START TEXT PROVIDED

Now, let us segment all our test images, perform measurements for all objects, capture them into a pandas dataframe and save the dataframe into a csv file.

In [None]:
import os
import csv
import cv2
import matplotlib.pyplot as plt
from skimage.measure import label, regionprops

# Directory path to the input images folder
input_images_directory = "/content/drive/MyDrive/ColabNotebooks/data/NuInsSeg_Nuclei_dataset/yolo_dataset/test/images"

# Output directory where the CSV file will be saved
output_csv_path = "/content/drive/MyDrive/ColabNotebooks/data/NuInsSeg_Nuclei_dataset/yolo_dataset/test_results/output_objects_yolo.csv"

# Extract the directory name from the full path
output_dir_name = os.path.dirname(output_csv_path)

END TEXT PROVIDED
START GIVEN DATA

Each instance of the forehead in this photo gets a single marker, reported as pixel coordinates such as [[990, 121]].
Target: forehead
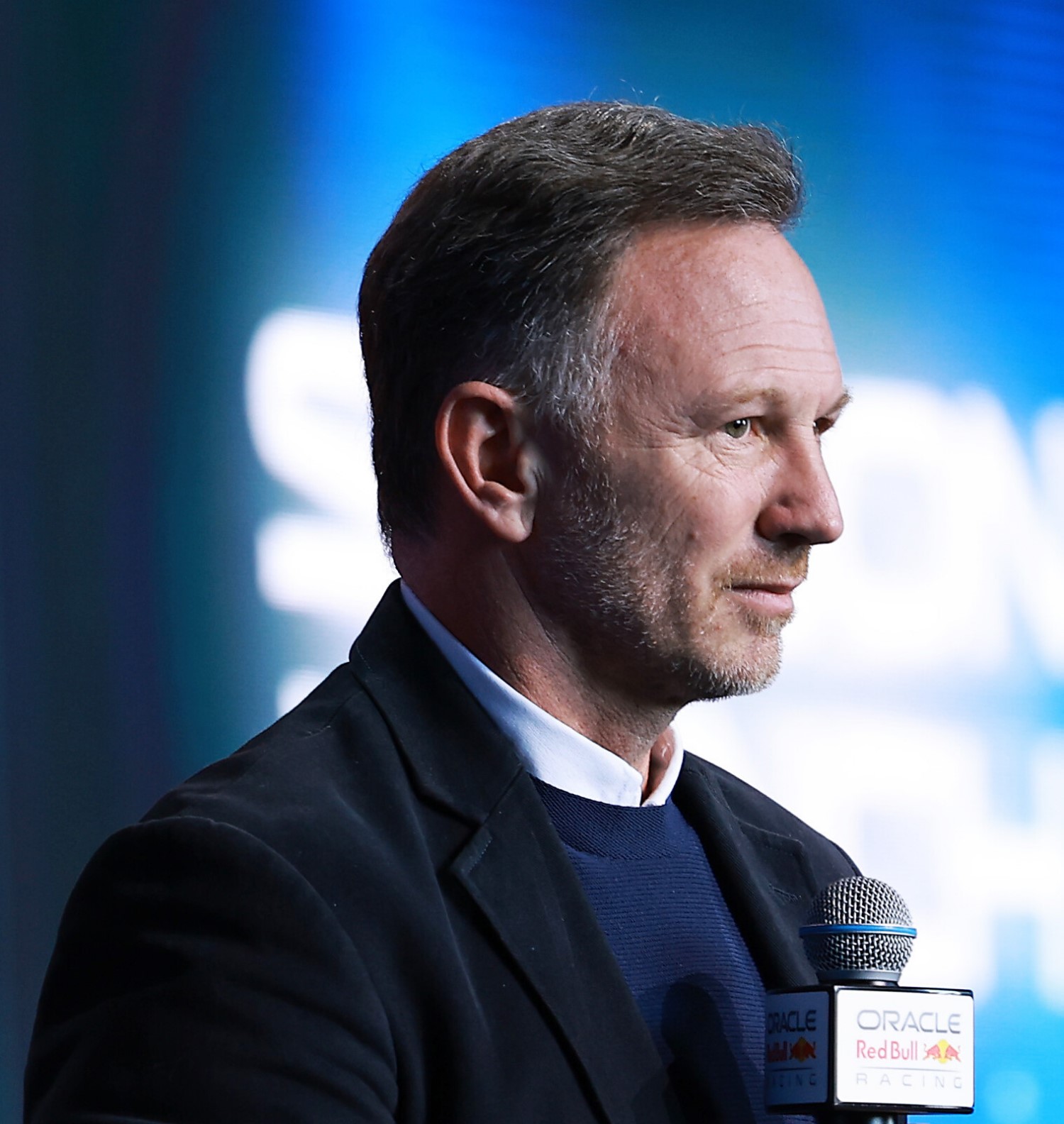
[[727, 305]]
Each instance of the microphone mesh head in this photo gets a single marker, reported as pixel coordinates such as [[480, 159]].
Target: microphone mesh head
[[858, 902]]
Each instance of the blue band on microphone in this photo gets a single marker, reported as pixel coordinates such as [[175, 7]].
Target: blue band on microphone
[[831, 930]]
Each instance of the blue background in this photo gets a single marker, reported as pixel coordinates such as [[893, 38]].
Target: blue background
[[174, 173]]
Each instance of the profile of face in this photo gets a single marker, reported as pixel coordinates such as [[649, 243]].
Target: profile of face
[[669, 551]]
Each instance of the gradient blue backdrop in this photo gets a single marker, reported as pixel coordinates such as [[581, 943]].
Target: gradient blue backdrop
[[177, 172]]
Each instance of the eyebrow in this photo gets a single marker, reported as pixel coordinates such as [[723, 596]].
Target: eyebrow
[[769, 395], [844, 400]]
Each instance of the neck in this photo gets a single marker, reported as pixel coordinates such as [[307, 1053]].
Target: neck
[[489, 613]]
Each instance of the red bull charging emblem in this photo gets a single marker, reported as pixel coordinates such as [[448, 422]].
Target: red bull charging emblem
[[942, 1052]]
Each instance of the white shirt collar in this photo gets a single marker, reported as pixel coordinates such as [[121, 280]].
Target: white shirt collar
[[550, 751]]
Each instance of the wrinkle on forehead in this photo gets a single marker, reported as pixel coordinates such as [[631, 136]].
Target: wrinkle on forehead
[[729, 299]]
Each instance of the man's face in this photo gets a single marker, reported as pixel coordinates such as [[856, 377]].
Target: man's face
[[671, 550]]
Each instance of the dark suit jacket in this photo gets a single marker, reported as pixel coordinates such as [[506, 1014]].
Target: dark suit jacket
[[365, 915]]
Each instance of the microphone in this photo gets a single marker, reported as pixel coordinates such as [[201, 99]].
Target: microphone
[[858, 1048]]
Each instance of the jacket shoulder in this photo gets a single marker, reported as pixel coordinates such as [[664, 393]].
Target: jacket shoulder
[[763, 818]]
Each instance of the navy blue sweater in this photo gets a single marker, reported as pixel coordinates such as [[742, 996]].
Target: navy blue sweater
[[646, 876]]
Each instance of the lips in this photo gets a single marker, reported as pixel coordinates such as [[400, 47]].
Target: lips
[[770, 596]]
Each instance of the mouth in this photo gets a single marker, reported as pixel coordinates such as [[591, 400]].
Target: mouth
[[771, 597]]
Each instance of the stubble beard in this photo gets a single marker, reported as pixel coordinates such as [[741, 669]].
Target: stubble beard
[[631, 608]]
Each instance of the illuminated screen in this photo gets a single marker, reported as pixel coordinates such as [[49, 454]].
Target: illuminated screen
[[919, 716]]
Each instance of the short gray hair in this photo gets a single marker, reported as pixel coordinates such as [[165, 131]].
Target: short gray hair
[[498, 265]]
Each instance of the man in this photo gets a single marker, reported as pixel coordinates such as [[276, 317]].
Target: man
[[473, 878]]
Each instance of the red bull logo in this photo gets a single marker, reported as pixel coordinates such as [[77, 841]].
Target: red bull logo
[[802, 1050], [942, 1052]]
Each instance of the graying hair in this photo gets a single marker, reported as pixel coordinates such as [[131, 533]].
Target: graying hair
[[498, 267]]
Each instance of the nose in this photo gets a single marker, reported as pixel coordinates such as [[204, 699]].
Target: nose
[[802, 505]]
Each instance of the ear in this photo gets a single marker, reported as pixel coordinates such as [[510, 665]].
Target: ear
[[489, 458]]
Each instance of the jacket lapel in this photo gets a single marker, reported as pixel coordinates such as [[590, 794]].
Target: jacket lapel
[[514, 866], [764, 877], [517, 872]]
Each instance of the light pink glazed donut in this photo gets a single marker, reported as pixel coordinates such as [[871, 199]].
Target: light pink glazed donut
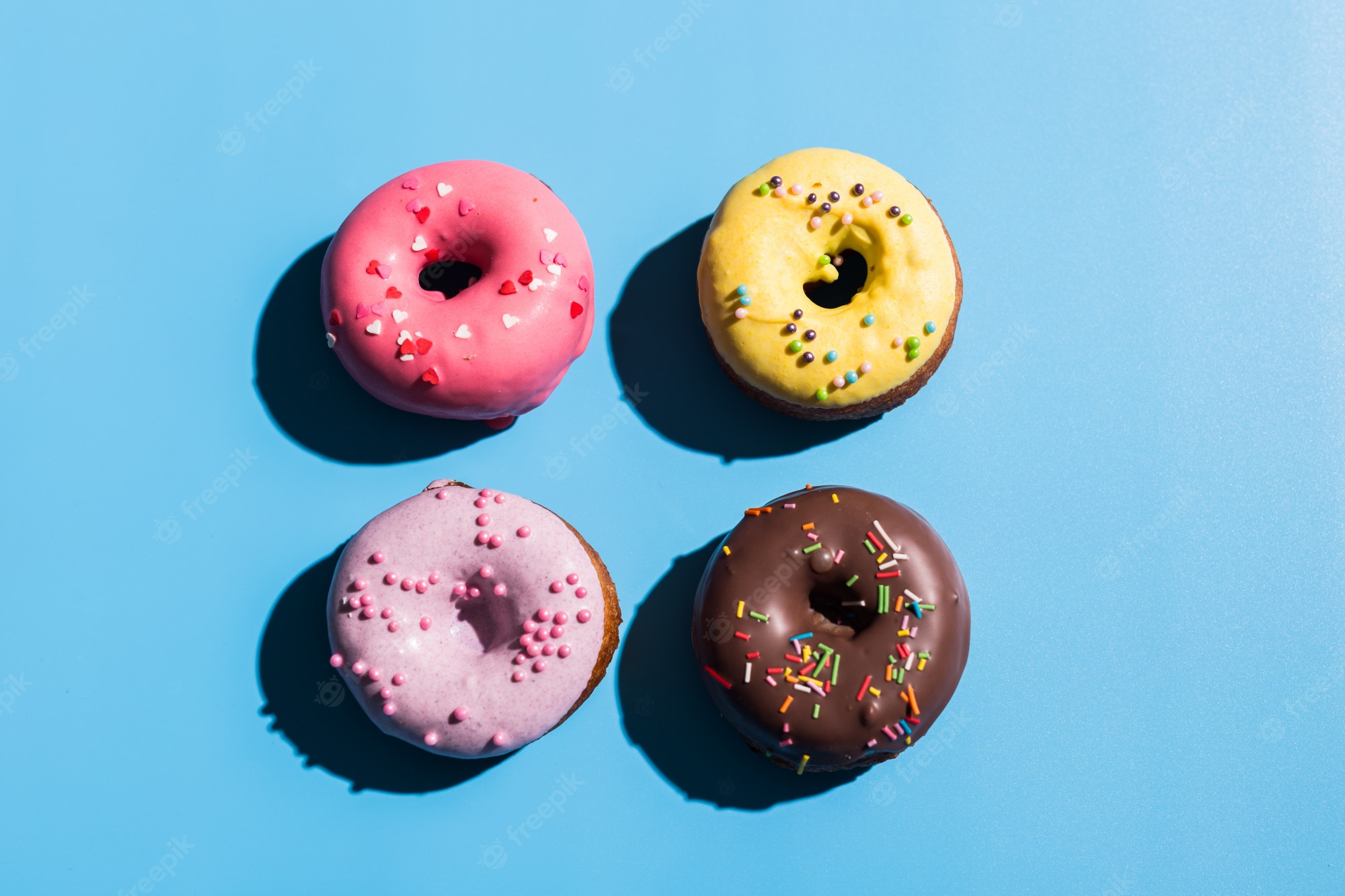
[[498, 348], [471, 623]]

END GIVEN DATA

PROBLEM -
Return, character for character, the passage of the nuclei segmentation excerpt above that lies between "# Output directory" and "output_dir_name = os.path.dirname(output_csv_path)", inclusive.

ANSWER SPACE -
# Output directory where the CSV file will be saved
output_csv_path = "/content/drive/MyDrive/ColabNotebooks/data/NuInsSeg_Nuclei_dataset/yolo_dataset/test_results/output_objects_yolo.csv"

# Extract the directory name from the full path
output_dir_name = os.path.dirname(output_csv_path)